• Extrait choisi:
━━━━━━━━━━━━━━━━━━━━

Couple franco-allemand, moteur de l’Union européenne ?

, par Jeanne Lemasson

Couple franco-allemand, moteur de l'Union européenne ?
Angela Merkel et Emmanuel Macron lors d’une rencontre à l’Élysée. Photo : Wikimedia commons

La Communauté économique européenne ainsi que l’Union européenne, qui constituent deux grandes avancées dans l’histoire de l’Europe, ont été mises en place en 1957 et 1993 après la Seconde Guerre mondiale. Suite aux approfondissements et élargissements établis par ces entités surtout économiques et politiques, de nombreux désaccords et problèmes ont été soulevés, car il était en effet primordial pour l’Europe de rester soudée, solidaire et prospère. Or, depuis de longues années, le fond du problème européen a essentiellement dépendu de la relation franco-allemande, tandem de pays se trouvant au cœur de l’initiative européenne.

L’Allemagne et la France, deux pays aux relations historiques complexes

L’Allemagne n’a pas toujours été considérée comme le principal rival politique de la France puisque durant des siècles, ce rôle avait été dévolu à l’Angleterre depuis la Guerre de Cent Ans (1337-1453), en passant par les guerres à l’époque de Louis XIV, de Louis XV ainsi que celles de l’époque napoléonienne. Ce n’est en effet qu’à partir du Second Empire (1852-1870) que la menace prussienne se manifesta nettement et déboucha sur la guerre franco-prussienne de 1870-1871, causant la défaite de la France et la perte de l’Alsace-Moselle. La paroxysme étant atteint lors des deux guerres mondiales et la défaite traumatisante de la France en 1940.

Suite à la Seconde Guerre mondiale et dans le cadre de la Guerre Froide naissante, les États-Unis, afin d’empêcher la propagation du communisme en Europe, proposèrent la mise en place du plan Marshall, visant à la reconstruction des pays qui accepteraient cette aide. Les pays d’Europe de l’Est, sous la domination soviétique ne purent l’accepter à cause de la pression de l’URSS. En revanche la France, l’Allemagne de l’Ouest, l’Italie et la Grande-Bretagne furent les principales bénéficiaires de ce plan. Les États-Unis ont donc poussé les pays d’Europe de l’Ouest, malgré l’échec de la CED (communauté européenne de défense) en 1954 en raison de l’opposition des parlementaires français, à se rapprocher dans ce qui allait devenir ultérieurement la CEE (regroupée avec la CECA, communauté européenne du charbon et de l’acier déjà mise en place en 1951, ainsi que l’EURATOM, communauté européenne de l’énergie atomique) lors du traité de Rome en 1957. Suite à la signature de ce traité, le Général de Gaulle, de retour au pouvoir en 1958, accepta l’engagement européen pour la France mais en imposant en partie ses conditions : dans l’esprit de celui-ci, l’avenir de l’Europe passait par une entente et une réconciliation avec l’Allemagne de l’Ouest. Or, seule sa stature historique (en tant que chef de la Résistance française) pouvait permettre de faire accepter aux Français ce geste de réconciliation sans faire paraitre cela comme un rapprochement avec l’ennemi d’hier, alors que la Guerre était terminée depuis une quinzaine d’années.

━━━━━━━━━━━━━━━━━━━━

• Matériel recueilli:

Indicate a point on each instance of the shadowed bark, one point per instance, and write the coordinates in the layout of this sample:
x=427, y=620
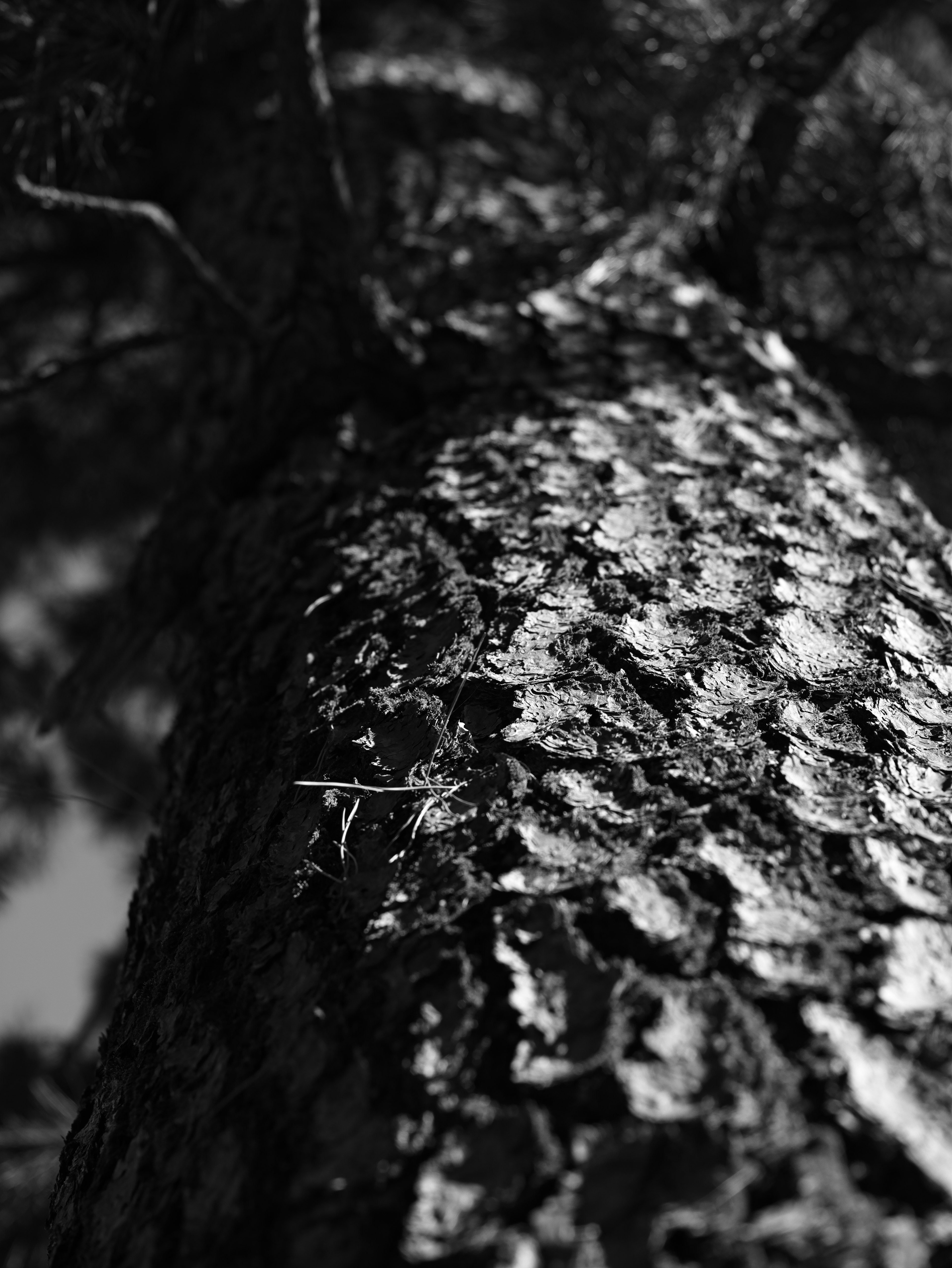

━━━━━━━━━━━━━━━━━━━━

• Consigne:
Recopiez fidèlement le passage de l'extrait sur le couple franco-allemand situé entre « L’Allemagne n’a pas » et « France en 1940. », ces deux bornes comprises.

• Corrigé:
L’Allemagne n’a pas toujours été considérée comme le principal rival politique de la France puisque durant des siècles, ce rôle avait été dévolu à l’Angleterre depuis la Guerre de Cent Ans (1337-1453), en passant par les guerres à l’époque de Louis XIV, de Louis XV ainsi que celles de l’époque napoléonienne. Ce n’est en effet qu’à partir du Second Empire (1852-1870) que la menace prussienne se manifesta nettement et déboucha sur la guerre franco-prussienne de 1870-1871, causant la défaite de la France et la perte de l’Alsace-Moselle. La paroxysme étant atteint lors des deux guerres mondiales et la défaite traumatisante de la France en 1940.